To refresh your memory on my history, I was diagnosed in 2002 back when they didn’t quite have a handle on how to treat Crohn’s. I started with some pills, transitioned to Remicade when my GI at the time took me off Remicade because I was in remission. That was a bad choice. You should never go off of a drug that is working for you or can build up antibodies to it. For years I was in and out of remission where I tried oral medications, Remicade again, Humira, Cimzia, Methotrexate… all medications you’ve also seen on TV. I had my first small bowel resection in 2011. In 2014 I began seeing Dr. G when my Boulder GI couldn’t help me anymore. This was about when my disease landed high up in my small bowel which is pretty rare. Dr. G got me through some tough times, but when the disease continued and landed in my colon in 2020 (17 years it was only in my small bowel) I failed Stelara, Entyvio, and the clinical trial I was in. I did respond pretty well to a combination of Entyvio and Azathioprine for quite some time, but had to stop due to multiple skin cancers that developed. I have had several pretty intense surgeries on my face to remove them. Stopping this and failing a clinical trial, ultimately led to the creation of Liza, my ileostomy, and the removal of my colon.

I should back up to say that the upper small bowel disease (the duodenum) that Dr. G got me through is still the most important piece of this whole story. Even more important than losing your colon. It’s an area he still worries about because surgery there is extremely complicated if not impossible to lead a normal life after. He’s watching it like a hawk hence his hurriedness to get me on a new medication. Currently it is pretty scarred over from old disease, but has not seen active disease in quite a few years. We are praying it stays that way and I will continue to be scoped yearly to take a peek.

RECORDS PROVIDED:
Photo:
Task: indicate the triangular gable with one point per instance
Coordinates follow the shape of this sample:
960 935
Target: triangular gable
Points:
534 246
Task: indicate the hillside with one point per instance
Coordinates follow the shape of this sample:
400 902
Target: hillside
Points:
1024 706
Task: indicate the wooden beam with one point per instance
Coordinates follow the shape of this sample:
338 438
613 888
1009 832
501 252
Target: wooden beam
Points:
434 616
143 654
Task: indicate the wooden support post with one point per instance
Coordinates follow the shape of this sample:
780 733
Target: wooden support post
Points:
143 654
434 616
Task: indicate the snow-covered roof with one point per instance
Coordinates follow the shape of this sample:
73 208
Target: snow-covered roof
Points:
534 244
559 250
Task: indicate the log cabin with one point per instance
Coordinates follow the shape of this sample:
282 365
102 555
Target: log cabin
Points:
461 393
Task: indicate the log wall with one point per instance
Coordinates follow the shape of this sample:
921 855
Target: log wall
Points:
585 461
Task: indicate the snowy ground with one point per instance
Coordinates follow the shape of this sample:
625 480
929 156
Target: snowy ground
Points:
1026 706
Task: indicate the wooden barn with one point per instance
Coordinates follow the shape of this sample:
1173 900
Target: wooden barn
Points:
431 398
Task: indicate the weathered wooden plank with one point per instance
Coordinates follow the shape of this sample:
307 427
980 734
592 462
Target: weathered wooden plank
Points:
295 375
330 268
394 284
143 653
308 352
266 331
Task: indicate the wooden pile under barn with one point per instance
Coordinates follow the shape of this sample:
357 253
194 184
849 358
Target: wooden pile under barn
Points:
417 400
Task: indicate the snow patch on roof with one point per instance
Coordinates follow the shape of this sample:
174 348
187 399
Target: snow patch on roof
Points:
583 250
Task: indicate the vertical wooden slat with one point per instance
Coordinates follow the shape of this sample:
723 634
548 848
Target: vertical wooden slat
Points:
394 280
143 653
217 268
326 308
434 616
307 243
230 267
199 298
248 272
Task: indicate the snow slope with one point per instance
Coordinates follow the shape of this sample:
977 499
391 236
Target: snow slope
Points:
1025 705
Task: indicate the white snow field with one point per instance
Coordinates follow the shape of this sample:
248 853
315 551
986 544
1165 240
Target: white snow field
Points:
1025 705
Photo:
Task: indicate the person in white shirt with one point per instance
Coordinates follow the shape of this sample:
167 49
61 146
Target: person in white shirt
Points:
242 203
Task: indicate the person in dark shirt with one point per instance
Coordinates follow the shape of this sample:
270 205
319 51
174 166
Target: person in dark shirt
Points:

EXERCISE REQUIREMENTS:
(A) In the Crohn's disease account, what year was the first small bowel resection?
(B) Write what comes next in the Crohn's disease account, starting after its final sentence.

PER-TASK ANSWERS:
(A) 2011

(B)
Skyrizi was approved for Crohn’s last fall and from what I understand has been a hot topic for GI’s. It is an IV infusion at weeks 0, 4, and 8. After week 8 I will give myself an injection at week 12 and then every 8 weeks after that. Craig will actually be giving me that injection just like he has with all of them. What a great guy ;-).

My infusion yesterday was done at my house which was very convenient! I had all of my supplies and medication delivered on Wednesday including an IV pole. I had warned her that I was a tough IV stick and she was able to get it on the second try. She actually got it on the first try, but when she tried to push saline prior to starting the infusion a clot had formed so she had to re-do it. Since it was the first time I received Skyrizi and her first time administering it she did it at a very slow rate while watching me very closely for allergic reactions. She drew some baseline labs and watched me for another 45 minutes when I finished to make sure I was still doing well.

Last night I felt pretty “medicated” and tired, but overall ok. Today I feel a bit run down, but that is always the case with these IV medications for me. I don’t know how long it will take to start working and helping my small bowel Crohn’s, but I imagine at least 2 IV doses. Right now the plan is to stay on the 20 mg of prednisone for another 5 days and then taper. However, I think I will be chatting with Dr. G about that. I’m still having some pain episodes and don’t feel ready to taper. I am also on an oral immunosuppressant called Cellcept that I have been on for at least 18 months.

I go into this whole Skyrizi experience with some cautious optimism. Unfortunately, my Crohn’s is refractory to so many medications. But, hopefully getting the bad colon out has less for my body to work for. I think there really could be some truth to that and I am ready to take on the challenge. As much as I like Dr. G and enjoy our chats, if I could get through the year without seeing him more than 2-3 times that would be amazing.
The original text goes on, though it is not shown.